Stored data:
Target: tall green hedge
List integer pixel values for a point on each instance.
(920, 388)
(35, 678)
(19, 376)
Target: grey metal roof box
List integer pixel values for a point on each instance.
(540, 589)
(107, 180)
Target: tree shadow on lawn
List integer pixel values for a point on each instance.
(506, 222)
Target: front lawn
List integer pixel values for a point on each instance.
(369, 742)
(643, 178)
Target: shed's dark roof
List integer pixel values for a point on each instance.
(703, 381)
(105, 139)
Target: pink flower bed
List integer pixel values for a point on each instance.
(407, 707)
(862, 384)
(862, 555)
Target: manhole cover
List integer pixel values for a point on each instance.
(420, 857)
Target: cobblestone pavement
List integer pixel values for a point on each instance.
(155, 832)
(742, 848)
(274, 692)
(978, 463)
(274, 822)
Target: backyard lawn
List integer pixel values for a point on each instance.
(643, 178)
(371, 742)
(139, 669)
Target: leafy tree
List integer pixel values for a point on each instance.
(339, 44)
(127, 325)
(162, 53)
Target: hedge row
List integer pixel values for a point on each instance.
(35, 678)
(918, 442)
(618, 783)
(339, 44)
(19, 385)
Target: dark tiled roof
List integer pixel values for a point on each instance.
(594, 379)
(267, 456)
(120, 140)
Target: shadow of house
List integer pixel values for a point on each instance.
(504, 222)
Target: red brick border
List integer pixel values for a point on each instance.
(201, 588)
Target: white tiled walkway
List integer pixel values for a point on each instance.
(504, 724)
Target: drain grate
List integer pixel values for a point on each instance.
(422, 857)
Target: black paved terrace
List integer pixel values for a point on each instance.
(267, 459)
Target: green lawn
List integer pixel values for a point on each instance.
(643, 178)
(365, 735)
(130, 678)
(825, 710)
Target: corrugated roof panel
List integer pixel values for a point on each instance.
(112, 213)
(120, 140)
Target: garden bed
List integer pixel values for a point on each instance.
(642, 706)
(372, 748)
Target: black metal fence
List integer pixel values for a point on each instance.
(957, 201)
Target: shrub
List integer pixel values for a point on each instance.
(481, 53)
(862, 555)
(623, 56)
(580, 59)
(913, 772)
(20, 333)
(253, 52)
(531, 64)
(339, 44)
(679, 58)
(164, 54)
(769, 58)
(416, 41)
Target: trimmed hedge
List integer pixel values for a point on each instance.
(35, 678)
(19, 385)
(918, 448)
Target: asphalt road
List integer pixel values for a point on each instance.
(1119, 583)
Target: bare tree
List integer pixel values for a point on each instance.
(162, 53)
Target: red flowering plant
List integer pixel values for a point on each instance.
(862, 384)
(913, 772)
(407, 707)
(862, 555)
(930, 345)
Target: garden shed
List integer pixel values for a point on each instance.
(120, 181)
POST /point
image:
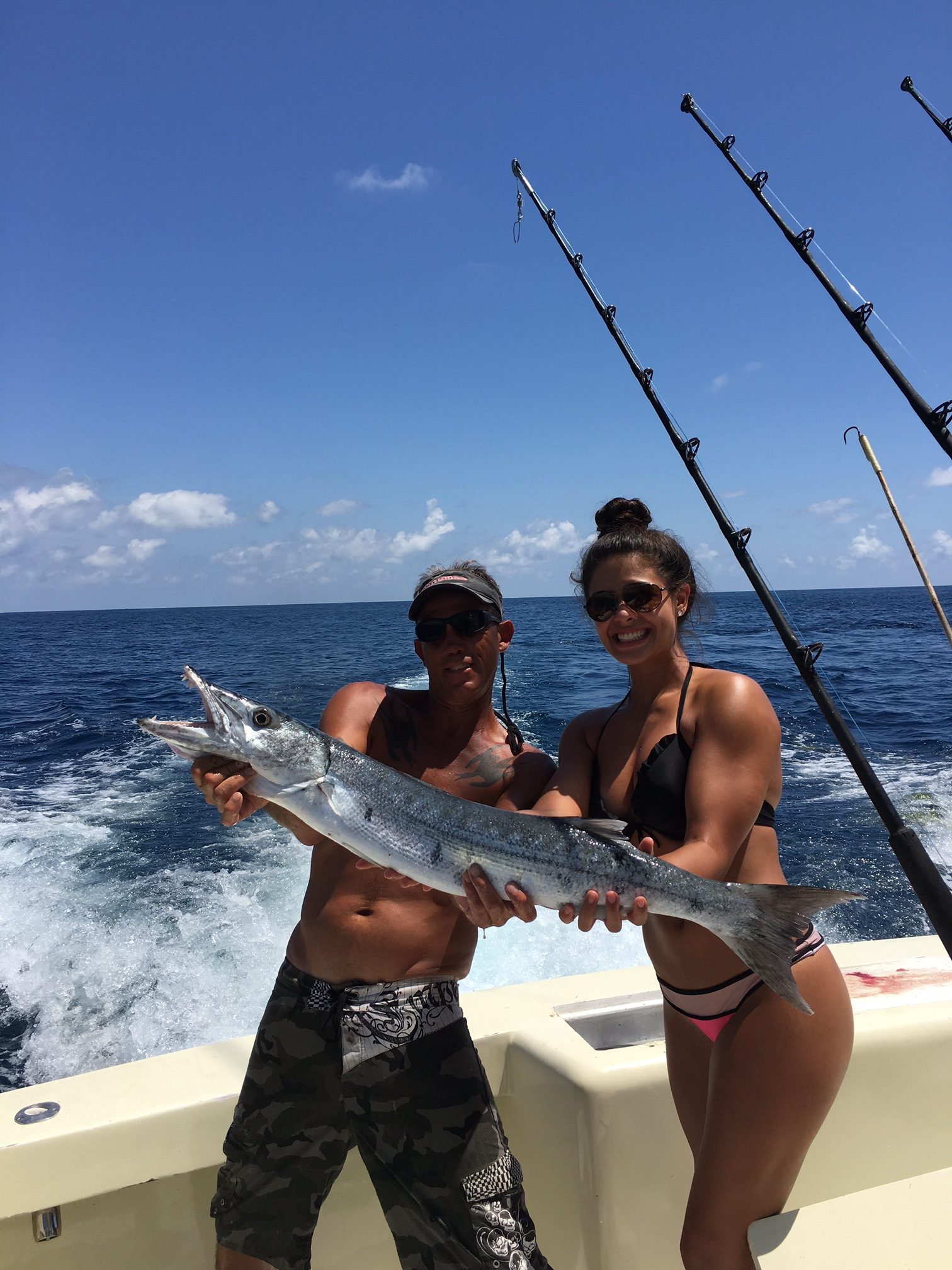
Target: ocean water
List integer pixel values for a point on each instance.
(132, 924)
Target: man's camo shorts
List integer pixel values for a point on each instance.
(391, 1070)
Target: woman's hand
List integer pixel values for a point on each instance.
(485, 907)
(613, 917)
(222, 785)
(392, 876)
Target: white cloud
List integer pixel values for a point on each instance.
(348, 544)
(137, 551)
(434, 526)
(141, 549)
(837, 508)
(541, 539)
(247, 556)
(370, 181)
(103, 558)
(358, 545)
(864, 546)
(106, 518)
(35, 511)
(182, 510)
(338, 507)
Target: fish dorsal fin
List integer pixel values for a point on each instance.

Job: Copy all of the records above word for word, leaving the pictures out of your copy.

Answer for this exercise:
Target: tall green hedge
List integer pixel values for a point on each instance.
(920, 388)
(35, 678)
(19, 376)
Target: grey metal roof box
List integer pixel values for a point on each instance.
(540, 589)
(107, 180)
Target: tree shadow on lawn
List integer pixel values for a point on each instance.
(506, 222)
Target: front lawn
List integer pixel values for a point on each instance.
(369, 742)
(643, 178)
Target: shed's dark roof
List integer pixel values for a point on each instance.
(703, 381)
(105, 139)
Target: pink flower bed
List integer pixel values for a point on each instance.
(407, 707)
(862, 384)
(862, 555)
Target: manhole cover
List integer pixel values for a point on each instance.
(420, 857)
Target: cobblestone pavement
List integer pixel values for a point on each instance.
(155, 832)
(742, 848)
(274, 692)
(978, 463)
(274, 822)
Target: backyard lawn
List integer pixel values for a point on each instance.
(643, 178)
(371, 742)
(139, 669)
Target: leafy tree
List integer pixel values for a point on each instance.
(339, 44)
(127, 325)
(162, 53)
Target: hedge row
List integer pixel values for a point on each instance.
(35, 678)
(918, 442)
(618, 783)
(339, 44)
(19, 385)
Target: dark tiled roof
List integer pixel values for a point on each instance.
(594, 379)
(267, 456)
(120, 140)
Target: shadow of house
List integer pixel values for a point on each instance.
(504, 222)
Target: red brick border
List integer pixel values for a point on each instance.
(201, 588)
Target: white tiled walkway
List integer pixel values for a point on each instance.
(504, 724)
Target: drain grate
List integer pixel values for a point on each instance.
(422, 857)
Target: black paved terrace
List integer pixel values for a point on each instance.
(267, 459)
Target: green lawn
List integer pixel values for a point on each instance.
(643, 178)
(365, 735)
(130, 678)
(825, 710)
Target: corrugated roof panel
List integer pixel values for a point on each instance.
(112, 213)
(120, 140)
Target: garden bed
List integer pixel values for a point on each instance.
(642, 706)
(372, 748)
Target: black metal fence
List integer pixel values for a point on each instance.
(957, 201)
Target: shrub
List integer pixel values for a point on each instance.
(481, 53)
(862, 555)
(623, 56)
(580, 59)
(913, 772)
(20, 333)
(253, 52)
(531, 64)
(339, 44)
(679, 58)
(164, 54)
(769, 58)
(416, 41)
Target: trimmed hedge
List integer pixel values for a point on each instance.
(35, 678)
(19, 385)
(918, 448)
Target: asphalt road
List integer pixel values for a point on each instance.
(1119, 583)
Target: bare tree
List integer pixel values for a point on each instance.
(162, 53)
Target: red flowering plant
List integer pixel values for a point on each instance.
(862, 384)
(913, 772)
(407, 707)
(862, 555)
(930, 345)
Target: garden shed
List integer pixel values for a point on each instance.
(120, 181)
POST /point
image:
Target: ocean water
List integer pixel values for a point on each instance.
(132, 924)
Target: man's camo shorts
List integer pixel values for a point on each instance.
(391, 1070)
Target: woman's hand
List integer pixel values for a point on each instance.
(485, 907)
(613, 917)
(222, 785)
(392, 876)
Target: white cloud
List integer pixel values for a point on each instance.
(348, 544)
(137, 551)
(434, 526)
(141, 549)
(837, 508)
(541, 539)
(247, 556)
(370, 181)
(103, 558)
(358, 545)
(864, 546)
(106, 518)
(35, 511)
(182, 510)
(338, 507)
Target: fish dorsal fin
List integer pixel values for a point on each instance.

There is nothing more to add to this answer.